Linux Btrfs filesystem development
 help / color / mirror / Atom feed
From: Ellie <el@horse64.org>
To: Qu Wenruo <quwenruo.btrfs@gmx.com>, linux-btrfs@vger.kernel.org
Subject: Re: btrfs corruption issue on Pine64 PinePhone
Date: Thu, 17 Oct 2024 22:17:34 +0200	[thread overview]
Message-ID: <4e928770-efc9-4849-9471-e6379d4fe08f@horse64.org> (raw)
In-Reply-To: <33f0ecec-585d-4a02-a8a5-319759401e5f@gmx.com>



On 8/19/24 7:29 AM, Qu Wenruo wrote:
> 
> 
> 在 2024/8/19 13:28, ellie 写道:
>> Is there something else I could provide to help track this down? I
>> assume just because the file contents happen to be fine, doesn't mean
>> there wasn't corruption, like for example in the metadata. My apologies
>> for taking up your time.
> 
> This means, by somehow the data checksum is incorrect.
> 
> This doesn't sound sane to me, so I can only come up two possible reasons:
> 
> 1. The checksum algorithm on the platform is insane
>     IIRC the SOC is pretty mature (although it also means old), this
>     doesn't sound possible to me.
> 
> 2. Memory hardware is incorrect
>     Thus causing bitflip for data csum.
> 
> Other than above two reasons, I can not come up with other reasons
> unfortunately.
> 
> Thanks,
> Qu
> 

I did let a memtest run on this device recently, which didn't reveal 
anything suspicious. However, this device was known to have memory 
hiccups: https://forum.pine64.org/showthread.php?tid=9832&page=10 As far 
as I know they were supposedly resolved, but I wouldn't be able to 
judge. I would assume memtest would show them if still present, but 
again I'm not sure.

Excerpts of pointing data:
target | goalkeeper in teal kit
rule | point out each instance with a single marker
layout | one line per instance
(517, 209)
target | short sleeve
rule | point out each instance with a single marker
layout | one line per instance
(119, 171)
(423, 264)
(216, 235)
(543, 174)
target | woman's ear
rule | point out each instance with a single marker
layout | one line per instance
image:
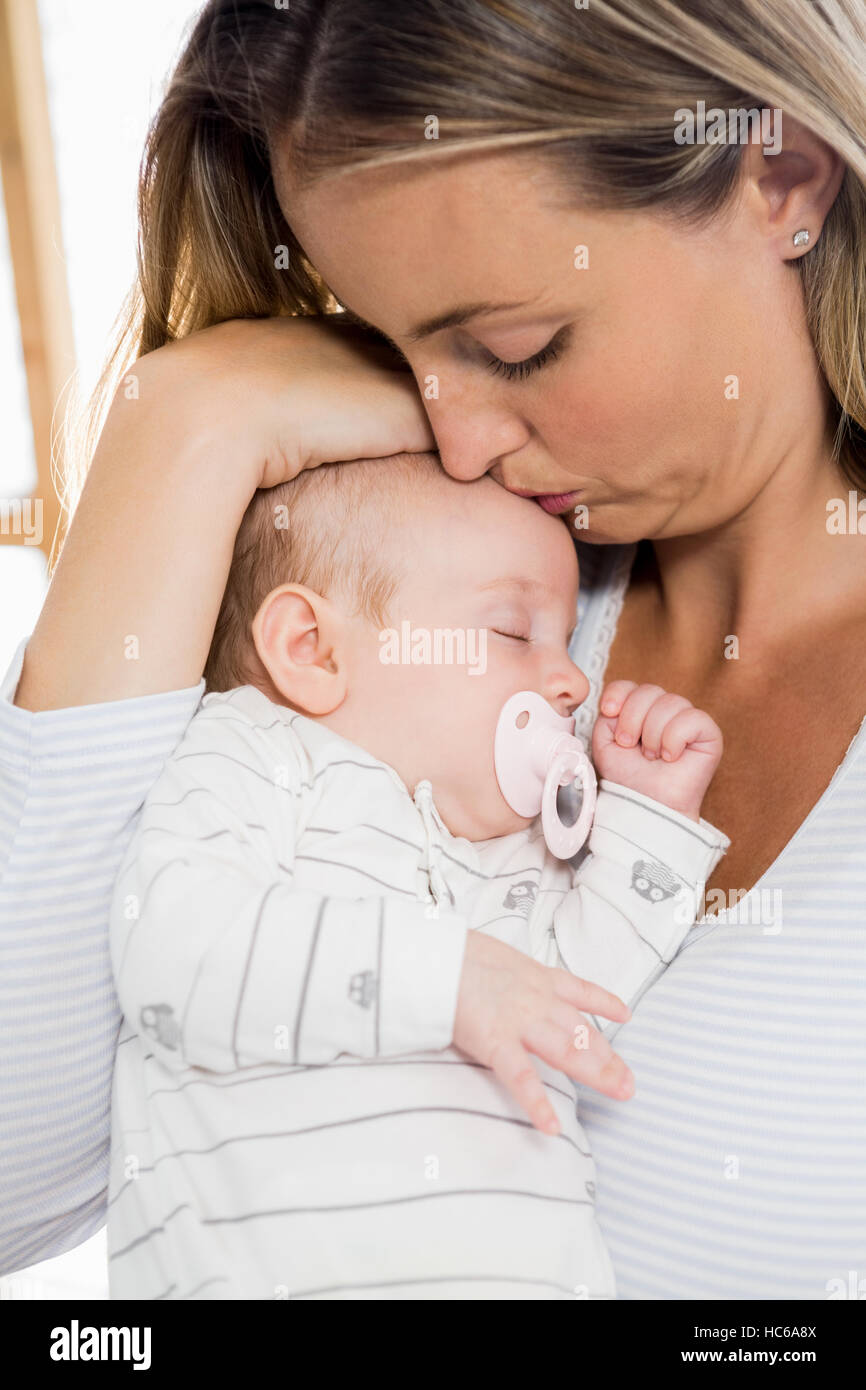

* [Description of the task]
In the Btrfs mailing list message, what test did Ellie run on the device, and what did it show? You can leave the records aside.

* [Expected output]
Ellie ran a memtest, and it didn't reveal anything suspicious.